◆ THE DATA
○ ○ ○

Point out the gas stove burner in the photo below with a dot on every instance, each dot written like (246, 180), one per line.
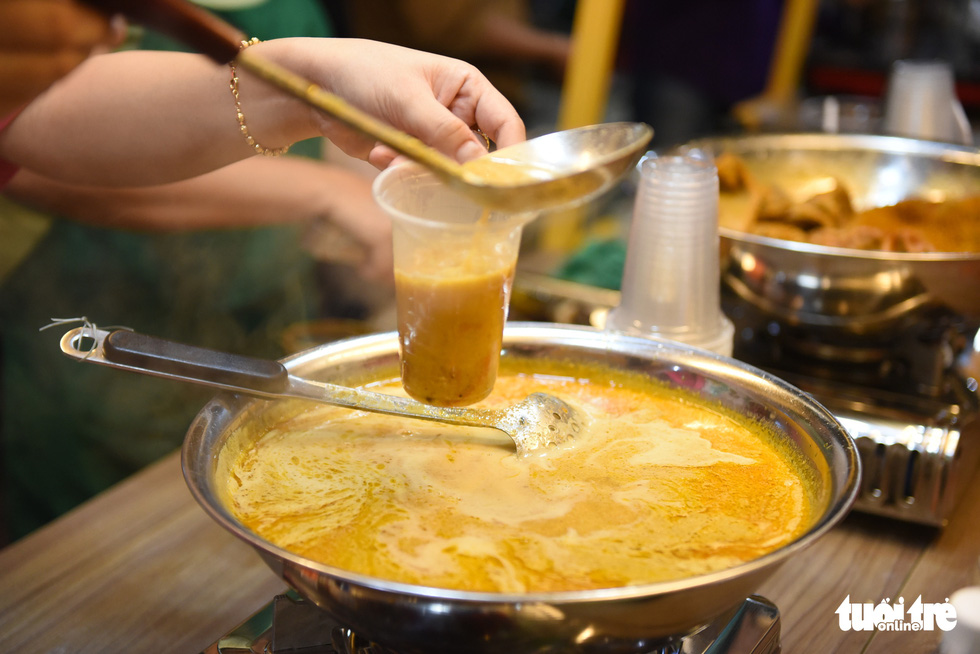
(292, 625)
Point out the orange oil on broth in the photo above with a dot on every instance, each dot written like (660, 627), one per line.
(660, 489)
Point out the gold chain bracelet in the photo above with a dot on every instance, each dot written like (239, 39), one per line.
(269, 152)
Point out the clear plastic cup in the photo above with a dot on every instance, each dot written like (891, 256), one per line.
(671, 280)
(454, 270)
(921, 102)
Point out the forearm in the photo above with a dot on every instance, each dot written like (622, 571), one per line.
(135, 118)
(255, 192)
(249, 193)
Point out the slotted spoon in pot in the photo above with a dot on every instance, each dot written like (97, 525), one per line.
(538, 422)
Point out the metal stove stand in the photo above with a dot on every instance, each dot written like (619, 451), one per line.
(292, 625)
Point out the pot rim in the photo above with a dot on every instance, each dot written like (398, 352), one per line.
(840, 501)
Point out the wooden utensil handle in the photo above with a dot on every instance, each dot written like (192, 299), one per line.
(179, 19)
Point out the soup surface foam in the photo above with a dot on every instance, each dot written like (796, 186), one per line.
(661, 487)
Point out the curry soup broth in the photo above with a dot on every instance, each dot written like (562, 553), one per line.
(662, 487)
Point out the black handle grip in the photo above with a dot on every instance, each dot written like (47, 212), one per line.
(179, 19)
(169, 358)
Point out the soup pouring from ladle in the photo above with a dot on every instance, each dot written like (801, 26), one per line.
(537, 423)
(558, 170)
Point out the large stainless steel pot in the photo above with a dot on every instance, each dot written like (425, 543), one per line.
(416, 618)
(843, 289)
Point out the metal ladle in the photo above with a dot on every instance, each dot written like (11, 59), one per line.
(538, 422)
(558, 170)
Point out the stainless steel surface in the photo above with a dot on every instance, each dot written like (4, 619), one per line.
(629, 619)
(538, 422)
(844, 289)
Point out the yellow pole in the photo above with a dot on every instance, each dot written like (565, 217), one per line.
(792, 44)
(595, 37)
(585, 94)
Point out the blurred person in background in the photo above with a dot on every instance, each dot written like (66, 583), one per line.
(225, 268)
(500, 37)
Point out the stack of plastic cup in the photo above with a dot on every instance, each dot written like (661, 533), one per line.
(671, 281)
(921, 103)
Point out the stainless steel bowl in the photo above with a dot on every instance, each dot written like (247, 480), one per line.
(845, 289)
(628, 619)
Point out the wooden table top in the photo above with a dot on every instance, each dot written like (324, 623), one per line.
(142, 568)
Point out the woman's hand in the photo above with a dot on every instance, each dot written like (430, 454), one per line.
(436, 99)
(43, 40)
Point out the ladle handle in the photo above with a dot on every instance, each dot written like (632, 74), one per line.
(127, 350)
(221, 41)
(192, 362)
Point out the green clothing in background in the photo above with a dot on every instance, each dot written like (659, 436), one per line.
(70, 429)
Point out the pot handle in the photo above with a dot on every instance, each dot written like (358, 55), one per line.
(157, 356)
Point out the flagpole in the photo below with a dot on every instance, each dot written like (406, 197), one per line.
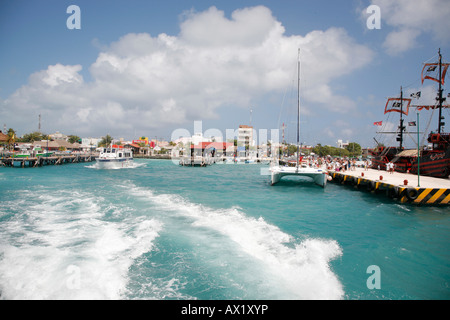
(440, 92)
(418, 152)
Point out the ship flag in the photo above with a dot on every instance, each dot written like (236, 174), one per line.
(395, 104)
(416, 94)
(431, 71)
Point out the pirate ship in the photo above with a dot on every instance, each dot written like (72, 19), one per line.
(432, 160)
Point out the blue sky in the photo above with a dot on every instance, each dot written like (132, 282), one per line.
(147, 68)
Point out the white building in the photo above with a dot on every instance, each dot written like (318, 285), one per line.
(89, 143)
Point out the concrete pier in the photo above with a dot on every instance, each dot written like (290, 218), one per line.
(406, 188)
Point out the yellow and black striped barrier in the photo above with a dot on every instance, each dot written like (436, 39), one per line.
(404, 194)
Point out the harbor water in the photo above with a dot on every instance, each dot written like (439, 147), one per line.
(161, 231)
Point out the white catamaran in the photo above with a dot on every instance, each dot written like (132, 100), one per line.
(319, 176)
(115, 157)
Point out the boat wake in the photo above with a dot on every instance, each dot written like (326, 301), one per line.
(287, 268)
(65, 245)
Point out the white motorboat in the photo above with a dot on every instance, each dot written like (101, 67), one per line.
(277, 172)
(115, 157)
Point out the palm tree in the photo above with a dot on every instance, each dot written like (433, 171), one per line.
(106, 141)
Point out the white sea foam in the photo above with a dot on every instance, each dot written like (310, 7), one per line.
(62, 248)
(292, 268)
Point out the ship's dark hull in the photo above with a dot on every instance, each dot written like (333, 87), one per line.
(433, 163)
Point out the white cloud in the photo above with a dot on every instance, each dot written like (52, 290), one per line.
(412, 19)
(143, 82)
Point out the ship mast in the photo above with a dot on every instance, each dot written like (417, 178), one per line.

○ ○ ○

◆ WHAT NEEDS TO BE DONE
The expected output is each entry given again word for word, with pictures dropped.

◆ SOLUTION FOR THIS PROBLEM
Point out the gas stove burner in the photo below with a dot on every instance, each dot written like (246, 180), one per line.
(292, 625)
Point out the orange oil on broth in the photo above with a dot on every instance, each dot written like (660, 627), one per line.
(660, 489)
Point out the gold chain bracelet in the photo above with a dot on every instance, each dot written like (239, 39), one per line.
(269, 152)
Point out the clear plastic cup in the photo above with a dot on every instance, each dot written like (891, 256), one per line.
(671, 280)
(454, 270)
(921, 102)
Point out the forearm in the photo above with a dot on every instance, each dot written like (622, 571), one per line.
(135, 118)
(255, 192)
(249, 193)
Point out the slotted spoon in pot in the photo above with a dot on every instance, each dot written like (97, 525), one per line.
(538, 422)
Point out the metal stove stand in the photo above with a dot on every instance, each dot written like (619, 451), one per line.
(292, 625)
Point out the pot rim in the photo above with a dot on every instance, each dot written like (398, 352), one per line.
(840, 501)
Point out the wooden utensil handle in the photo above with a dot on every instance, each dot written like (192, 299), one per line.
(179, 19)
Point out the soup surface foam in the photo above with a dot on every instance, each dot written like (796, 186), one per line.
(661, 487)
Point out the curry soup broth in the photo above with a dot on every instance, each dot written like (562, 553), one per line.
(662, 487)
Point out the black handle grip in the photo above with a dot on every instance, each dot written like (47, 212), one per line.
(179, 19)
(169, 358)
Point out the soup pouring from ladle in the photo above with a dot on every instance, each dot written like (801, 26), one per line.
(537, 423)
(558, 170)
Point out the large stainless steel pot in the photo above with a dot on every instance, each dot written like (425, 543), one per line.
(416, 618)
(843, 289)
Point out the metal ladle in the photo above with a dot on every instance, each dot written like (11, 59), one per line.
(538, 422)
(558, 170)
Point out the stainless steel surface in the photo above with a dot on every instance, each dot written like (4, 619), one per line.
(629, 619)
(538, 422)
(844, 289)
Point out the yellow pole in the photo above with a dot on every instance, each dot written like (565, 217), one per line.
(792, 44)
(595, 37)
(585, 94)
Point out the blurred person in background in the photo above with a dot on every instance, each dot written like (66, 583), one per line.
(225, 268)
(500, 37)
Point out the stack of plastic cup in the photo above with a dot on every instance, each dot written like (661, 533), one per line.
(671, 281)
(921, 103)
Point out the stainless steel bowl in the photo above with a dot on every instance, each dot written like (247, 480), one per line.
(845, 289)
(628, 619)
Point out the wooden table top in the photo above with a dot on every instance, each dot written like (324, 623), one per line.
(142, 568)
Point out the woman's hand in the photo above with a dot on every instance, each dot written like (430, 454), one per line.
(436, 99)
(43, 40)
Point out the ladle handle in the photo above with a dot on every instance, each dot written like (632, 74), one per line.
(127, 350)
(221, 41)
(192, 362)
Point out the green clothing in background in the photo above with a dot on every instance, each dot written like (659, 436), one per line.
(70, 429)
Point out the pot handle in the photo above with a dot on every instance, each dot written like (358, 55), one per line.
(157, 356)
Point out the flagpole in the photo below with a dot on every instance, each dot written like (406, 197), one per line.
(440, 92)
(418, 152)
Point out the ship flag in the photo above with a dot on every instance, each dot written like (236, 174), one per line.
(395, 104)
(416, 94)
(431, 71)
Point out the pirate ship in the photo above with a dot on every instance, each dot written like (72, 19), one per line.
(432, 160)
Point out the blue sky in the photo above with a dot on every instance, each dot written like (132, 282), one per line.
(147, 68)
Point out the white building in the photo above with a dot on every instance, each dot written like (318, 285), one per line.
(89, 143)
Point out the concrete pier in the photo above with a dot on every instance, each dot written like (290, 218), one per line.
(406, 188)
Point out the yellow and black striped barrier in the photo above with a dot on every instance, each dot written like (436, 39), one per line.
(404, 194)
Point out the harbor water in the photo above with a dot on every instance, each dot written like (439, 147), one per line.
(161, 231)
Point out the white catamaran in the photo above with a dot on every instance, each dot written like (132, 100), one per line.
(319, 176)
(115, 157)
Point out the boat wake in the photo above with a dot on every instance, each dot written like (326, 301), one per line.
(287, 268)
(65, 245)
Point out the white motorboat in the photo above with a dot on every instance, each dot written like (101, 67), one per line.
(277, 172)
(115, 157)
Point out the palm tree in the photo above with a dot on every instance, each dot written like (433, 171), one per line.
(106, 141)
Point out the white sea foam in the photo above with a dot on every instance, each dot written like (310, 7), one per line.
(62, 248)
(292, 268)
Point out the ship's dark hull in the photo above with a dot on every instance, each dot written like (333, 87), one per line.
(433, 163)
Point out the white cloud in the photo above with a dot on every instance, each dot written like (52, 290), one per line.
(412, 19)
(143, 82)
Point out the ship mast in the photo above with a dot on every instance, each dot written like (417, 178), one per line.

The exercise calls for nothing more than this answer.